▸ **Provided entries**
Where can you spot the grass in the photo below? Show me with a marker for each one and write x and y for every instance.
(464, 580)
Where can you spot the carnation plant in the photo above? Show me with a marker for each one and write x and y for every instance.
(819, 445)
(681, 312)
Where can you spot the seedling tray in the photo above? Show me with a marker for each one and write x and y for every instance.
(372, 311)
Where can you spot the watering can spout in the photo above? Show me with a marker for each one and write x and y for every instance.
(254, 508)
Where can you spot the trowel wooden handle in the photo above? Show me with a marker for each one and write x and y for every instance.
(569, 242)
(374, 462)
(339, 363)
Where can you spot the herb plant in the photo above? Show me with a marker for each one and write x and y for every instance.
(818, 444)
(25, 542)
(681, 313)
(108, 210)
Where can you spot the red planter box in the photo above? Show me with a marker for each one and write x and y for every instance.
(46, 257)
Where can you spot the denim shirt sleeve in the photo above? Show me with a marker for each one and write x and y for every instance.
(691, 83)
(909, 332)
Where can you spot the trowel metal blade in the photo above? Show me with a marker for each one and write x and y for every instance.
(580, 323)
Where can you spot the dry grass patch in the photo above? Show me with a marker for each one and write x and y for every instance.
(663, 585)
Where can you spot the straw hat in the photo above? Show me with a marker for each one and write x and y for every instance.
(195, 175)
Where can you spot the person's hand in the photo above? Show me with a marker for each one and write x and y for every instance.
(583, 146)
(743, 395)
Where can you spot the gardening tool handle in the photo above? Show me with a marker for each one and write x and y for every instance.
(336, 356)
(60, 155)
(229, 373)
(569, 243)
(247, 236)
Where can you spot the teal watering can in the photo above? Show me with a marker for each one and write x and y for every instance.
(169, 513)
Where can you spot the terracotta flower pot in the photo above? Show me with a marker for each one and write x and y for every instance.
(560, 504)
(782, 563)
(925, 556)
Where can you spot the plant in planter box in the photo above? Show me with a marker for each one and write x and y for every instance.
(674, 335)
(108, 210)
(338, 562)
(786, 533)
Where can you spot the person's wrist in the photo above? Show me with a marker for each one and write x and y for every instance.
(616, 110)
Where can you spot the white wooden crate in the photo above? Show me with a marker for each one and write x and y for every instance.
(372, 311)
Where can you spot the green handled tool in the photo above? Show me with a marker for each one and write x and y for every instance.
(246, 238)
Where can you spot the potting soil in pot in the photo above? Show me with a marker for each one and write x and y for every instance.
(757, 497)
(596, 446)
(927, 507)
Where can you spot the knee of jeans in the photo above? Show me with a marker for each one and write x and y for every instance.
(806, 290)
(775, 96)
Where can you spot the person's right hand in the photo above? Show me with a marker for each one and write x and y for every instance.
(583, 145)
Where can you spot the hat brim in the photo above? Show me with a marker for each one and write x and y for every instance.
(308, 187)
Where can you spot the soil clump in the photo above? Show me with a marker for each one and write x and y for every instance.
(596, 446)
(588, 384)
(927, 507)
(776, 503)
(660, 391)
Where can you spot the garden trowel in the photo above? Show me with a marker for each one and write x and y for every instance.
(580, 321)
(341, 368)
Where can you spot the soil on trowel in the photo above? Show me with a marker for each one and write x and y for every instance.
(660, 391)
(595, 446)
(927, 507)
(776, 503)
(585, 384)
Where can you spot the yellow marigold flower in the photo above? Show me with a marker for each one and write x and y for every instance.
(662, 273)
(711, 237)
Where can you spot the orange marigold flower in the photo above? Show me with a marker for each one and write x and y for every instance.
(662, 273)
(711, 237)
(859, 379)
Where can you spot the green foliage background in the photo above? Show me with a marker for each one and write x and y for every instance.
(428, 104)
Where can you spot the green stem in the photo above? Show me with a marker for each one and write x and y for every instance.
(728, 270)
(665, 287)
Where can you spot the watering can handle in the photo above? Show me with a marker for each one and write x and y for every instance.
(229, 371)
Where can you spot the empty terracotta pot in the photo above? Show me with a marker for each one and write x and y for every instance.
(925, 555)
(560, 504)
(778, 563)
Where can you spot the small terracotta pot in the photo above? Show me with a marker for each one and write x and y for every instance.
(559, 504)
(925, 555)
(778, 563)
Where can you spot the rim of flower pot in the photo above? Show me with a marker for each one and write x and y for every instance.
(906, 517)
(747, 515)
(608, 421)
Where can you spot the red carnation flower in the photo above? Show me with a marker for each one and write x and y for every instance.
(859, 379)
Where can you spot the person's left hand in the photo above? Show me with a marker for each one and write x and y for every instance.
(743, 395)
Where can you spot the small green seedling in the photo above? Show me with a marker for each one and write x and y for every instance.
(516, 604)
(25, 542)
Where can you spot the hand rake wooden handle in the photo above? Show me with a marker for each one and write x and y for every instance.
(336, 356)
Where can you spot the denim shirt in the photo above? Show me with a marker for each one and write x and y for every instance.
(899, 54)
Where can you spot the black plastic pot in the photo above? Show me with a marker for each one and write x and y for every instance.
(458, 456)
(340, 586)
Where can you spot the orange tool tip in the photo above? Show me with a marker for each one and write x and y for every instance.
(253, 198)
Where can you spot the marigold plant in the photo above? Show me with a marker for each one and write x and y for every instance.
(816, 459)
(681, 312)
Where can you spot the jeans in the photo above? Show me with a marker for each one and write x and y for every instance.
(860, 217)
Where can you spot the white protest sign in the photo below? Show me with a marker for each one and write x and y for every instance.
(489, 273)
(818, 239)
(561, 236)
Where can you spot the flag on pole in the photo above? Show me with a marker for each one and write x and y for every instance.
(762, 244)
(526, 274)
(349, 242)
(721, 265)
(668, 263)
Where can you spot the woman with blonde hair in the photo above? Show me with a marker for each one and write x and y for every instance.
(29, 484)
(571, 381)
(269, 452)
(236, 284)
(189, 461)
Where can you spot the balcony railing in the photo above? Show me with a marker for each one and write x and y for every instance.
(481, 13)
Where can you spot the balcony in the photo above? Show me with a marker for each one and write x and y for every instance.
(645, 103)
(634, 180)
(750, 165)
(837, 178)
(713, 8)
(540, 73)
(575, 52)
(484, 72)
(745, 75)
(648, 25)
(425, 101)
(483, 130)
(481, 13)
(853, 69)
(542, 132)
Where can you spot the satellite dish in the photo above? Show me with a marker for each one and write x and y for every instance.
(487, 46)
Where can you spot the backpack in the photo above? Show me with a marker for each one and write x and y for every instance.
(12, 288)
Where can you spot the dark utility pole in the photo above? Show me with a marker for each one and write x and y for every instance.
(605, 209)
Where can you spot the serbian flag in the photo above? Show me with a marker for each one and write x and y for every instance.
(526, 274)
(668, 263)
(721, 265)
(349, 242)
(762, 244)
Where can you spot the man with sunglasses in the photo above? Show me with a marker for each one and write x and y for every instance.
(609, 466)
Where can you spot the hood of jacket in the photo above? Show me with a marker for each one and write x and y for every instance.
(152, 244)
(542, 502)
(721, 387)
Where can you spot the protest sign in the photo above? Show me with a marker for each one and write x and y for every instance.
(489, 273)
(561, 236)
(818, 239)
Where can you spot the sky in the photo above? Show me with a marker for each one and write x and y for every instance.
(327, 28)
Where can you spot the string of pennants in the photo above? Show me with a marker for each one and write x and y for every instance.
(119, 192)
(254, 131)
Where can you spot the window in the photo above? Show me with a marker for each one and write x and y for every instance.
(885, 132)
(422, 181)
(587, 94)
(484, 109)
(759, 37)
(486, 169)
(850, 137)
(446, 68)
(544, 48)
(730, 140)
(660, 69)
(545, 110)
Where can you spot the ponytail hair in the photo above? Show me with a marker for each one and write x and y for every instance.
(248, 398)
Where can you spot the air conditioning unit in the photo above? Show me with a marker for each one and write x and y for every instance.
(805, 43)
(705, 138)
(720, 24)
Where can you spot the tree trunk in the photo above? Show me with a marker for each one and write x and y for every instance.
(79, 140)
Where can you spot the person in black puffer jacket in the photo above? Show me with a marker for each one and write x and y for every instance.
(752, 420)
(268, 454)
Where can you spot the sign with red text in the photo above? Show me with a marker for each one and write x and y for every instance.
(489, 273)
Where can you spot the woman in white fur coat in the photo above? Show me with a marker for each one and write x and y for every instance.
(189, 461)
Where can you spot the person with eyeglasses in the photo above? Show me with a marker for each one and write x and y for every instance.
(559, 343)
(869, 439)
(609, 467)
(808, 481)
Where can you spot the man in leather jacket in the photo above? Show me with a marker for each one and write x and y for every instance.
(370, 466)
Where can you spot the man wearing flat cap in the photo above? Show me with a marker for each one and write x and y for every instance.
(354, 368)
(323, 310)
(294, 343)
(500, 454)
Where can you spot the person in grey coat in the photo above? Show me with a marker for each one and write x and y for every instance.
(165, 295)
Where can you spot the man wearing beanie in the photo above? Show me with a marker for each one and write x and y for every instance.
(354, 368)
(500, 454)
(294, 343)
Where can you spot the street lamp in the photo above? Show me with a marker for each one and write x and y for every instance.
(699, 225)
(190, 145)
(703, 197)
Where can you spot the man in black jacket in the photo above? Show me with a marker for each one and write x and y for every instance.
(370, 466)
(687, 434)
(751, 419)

▸ **Exercise details**
Repeat exactly, and only, the lines from the one containing "Where can you spot the air" through the end of the material.

▸ **Expected answer**
Where can you spot the air conditioning unit in the photo above? Show me with a marker for each one and write x and y for every instance.
(805, 43)
(705, 138)
(720, 24)
Where can you spot the tree trunk in the photo above? Show me with a marker for each one and write x and y for every instance.
(79, 140)
Where can you spot the person in black puffer jacket in the photo above? Show me with a marker for each one and write x and y for every instance.
(752, 420)
(268, 454)
Where can you spot the sign with red text in the photo above? Show me with a marker for each one and write x and y for every instance.
(489, 273)
Where can you spot the woman in white fur coat in the photo above? Show me with a marker for each one and write x and y for every instance.
(189, 461)
Where can you spot the person with eyeglasses in the photo above? Show me with a marker for each one and write x and y for every instance.
(559, 343)
(869, 439)
(609, 467)
(808, 481)
Where can you spot the man in leather jacket in the photo above? Show me with a marker for each one and write x and y for every instance.
(370, 466)
Where can you spot the man wearing flat cap in the photo above? Show me with a marker for each one and write x and y for every instance.
(354, 368)
(323, 310)
(294, 343)
(500, 454)
Where can you spot the person in grey coat in the photo above? Show me with a marker for each one and write x and y for every instance.
(165, 295)
Where can you spot the man wearing beanie in the photo above? Show me with a marker for each one and write x and y for every instance.
(354, 368)
(500, 454)
(294, 343)
Where can you spot the street lamp in the photo above? Show me with a marker for each one and write x and y for every instance.
(699, 225)
(190, 145)
(703, 197)
Where can you spot the man in black jacket in the photo above? Show me with a marker for each one and write x and y for every instance.
(370, 466)
(687, 434)
(751, 419)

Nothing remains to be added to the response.